• [Trecho da página]:
***
Trem Bala - Ana Vilela


Creio que a função de um conteúdo opinativo seja ao menos lançar a reflexão sobre certos temas que muitas vezes são incômodos, mas necessários. E a "bola da vez" é a vacinação hesitante, a conta-gotas, excludente e cheia de falhas estruturais no Brasil e a equipe do país que participará dos Jogos Olímpicos de Tóquio.

O Comitê Olímpico Internacional anunciou em 11 de março deste ano uma parceria com a China para oferecer vacinas aos competidores em Tóquio. O presidente da entidade, Tomas Bach, informou que a vacinação não seria obrigatória, mas que ofereciam ajuda aos Comitês Olímpicos nacionais para imunizar os atletas que participariam dos Jogos Olímpicos e Paralímpicos.

Mais de um mês passou e cada país partiu para agir à sua maneira na luta contra o Covid 19 em suas delegações. As soluções foram as mais diversas. Algumas nações estão com o programa de vacinação muitíssimo adiantado, logo, os atletas naturalmente serão imunizados a tempo; outras criaram leis específicas; muitas têm a maioria esmagadora dos atletas entre os militares que estavam em grupos prioritários de vacinação; diversas fecharam acordos em "pacote", como é o caso de 14 nações africanas que negociam com a Rússia.

No Brasil, o Comitê Olímpico informou à mídia que "segue o Plano Nacional de Imunização nacional". Atletas olímpicos que pertencem às Forças Armadas serão imunizados entre os grupos prioritários e o país tem mais de 40 com vagas garantidas para Tóquio.
***
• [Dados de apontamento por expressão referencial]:
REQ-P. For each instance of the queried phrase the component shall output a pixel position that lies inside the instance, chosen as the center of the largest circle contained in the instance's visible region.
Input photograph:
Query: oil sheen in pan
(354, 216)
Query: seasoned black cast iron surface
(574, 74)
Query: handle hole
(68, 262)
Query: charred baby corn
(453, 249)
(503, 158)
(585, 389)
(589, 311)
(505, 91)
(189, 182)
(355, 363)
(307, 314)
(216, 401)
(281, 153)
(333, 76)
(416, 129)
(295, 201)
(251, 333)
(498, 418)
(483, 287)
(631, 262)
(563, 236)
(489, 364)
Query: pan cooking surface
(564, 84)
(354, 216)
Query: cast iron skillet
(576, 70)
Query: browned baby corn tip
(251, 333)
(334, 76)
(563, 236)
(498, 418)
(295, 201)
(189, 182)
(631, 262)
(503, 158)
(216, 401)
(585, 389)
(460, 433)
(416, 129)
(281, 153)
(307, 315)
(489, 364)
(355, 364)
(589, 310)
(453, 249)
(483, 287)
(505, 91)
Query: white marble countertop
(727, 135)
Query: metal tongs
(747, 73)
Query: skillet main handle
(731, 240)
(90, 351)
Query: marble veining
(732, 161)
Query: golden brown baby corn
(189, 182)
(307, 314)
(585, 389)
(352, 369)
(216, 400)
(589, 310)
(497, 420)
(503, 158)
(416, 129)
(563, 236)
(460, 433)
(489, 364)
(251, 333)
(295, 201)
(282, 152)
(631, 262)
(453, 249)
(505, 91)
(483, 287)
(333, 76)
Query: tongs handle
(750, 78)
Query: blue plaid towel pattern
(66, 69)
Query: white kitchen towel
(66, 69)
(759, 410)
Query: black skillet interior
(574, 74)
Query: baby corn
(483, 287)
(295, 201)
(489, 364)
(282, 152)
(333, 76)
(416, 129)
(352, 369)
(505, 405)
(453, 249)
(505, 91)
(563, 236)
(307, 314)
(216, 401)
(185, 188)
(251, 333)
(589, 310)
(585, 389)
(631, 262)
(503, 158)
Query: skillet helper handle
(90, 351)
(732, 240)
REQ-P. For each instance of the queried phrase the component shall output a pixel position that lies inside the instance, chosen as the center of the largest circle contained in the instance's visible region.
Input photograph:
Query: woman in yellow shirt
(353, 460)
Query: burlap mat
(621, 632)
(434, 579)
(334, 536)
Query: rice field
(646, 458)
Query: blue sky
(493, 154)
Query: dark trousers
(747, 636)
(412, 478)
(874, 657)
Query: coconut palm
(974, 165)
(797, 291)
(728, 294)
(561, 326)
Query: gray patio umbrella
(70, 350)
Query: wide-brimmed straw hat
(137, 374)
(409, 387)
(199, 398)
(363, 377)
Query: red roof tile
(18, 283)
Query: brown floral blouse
***
• [Detalhes do exercício]: Dê continuidade ao texto sobre a vacinação dos atletas olímpicos brasileiros a partir do ponto em que ele para. Os itens foram retirados de outra fonte.

• [Resultado do exercício]:
Nenhum projeto tramitou sobre a vacinação dos demais, mas há poucos dias o governo federal anunciou a possibilidade de vacinar toda a equipe que estará nos Jogos, ou seja, além de atletas, também os técnicos, equipes de apoio, dirigentes e jornalistas credenciados. Uma lei sancionada pelo presidente Jair Bolsonaro autoriza a vacinação privada somente após os grupos prioritários já estarem imunizados, mas COB, Ministério da Defesa e Saúde negociam uma doação do Comitê Olímpico da China que garantiria para cada vacinado na "galera olímpica", duas doses para o SUS.

O conceito de família é largamente usado no mundo esportivo. Por exemplo: Eu, que sou membro da comissão de mídia na Federação Internacional de Natação, entro no grupo "FINA Family". No entanto, no Brasil, famílias dominam as três esferas governamentais, dominam em latifúndios grandes porções do território nacional, comandam indústrias, conglomerados, se perpetuam por gerações no privilégio infinito. Falar de família, neste país, vai muito além de laços consanguíneos e relacionamentos. Falar de família, aqui, também é falar de poder.

Os atletas merecem todo amor, carinho e valorização. É indecente não terem pensado num plano para eles que contasse com o fato de que estarão expostos num evento que, sejamos francos, vai acontecer na marra em cima de corpos e da dor do mundo inteiro. Um evento que, apesar de todos os protocolos, vai produzir outras mortes.

O fato concreto é que os Jogos Olímpicos de Tóquio vão acontecer e a incompetência da falta de planejamento para a "Brazilian Olympic Family" não pode se transformar numa urgência que deixará para trás as famílias formadas por trabalhadores essenciais, os mais pobres, os que estão literalmente dando suas vidas para manter o país minimamente funcionando. Nada mais emblemático para demonstrar o conceito de casta privilegiada.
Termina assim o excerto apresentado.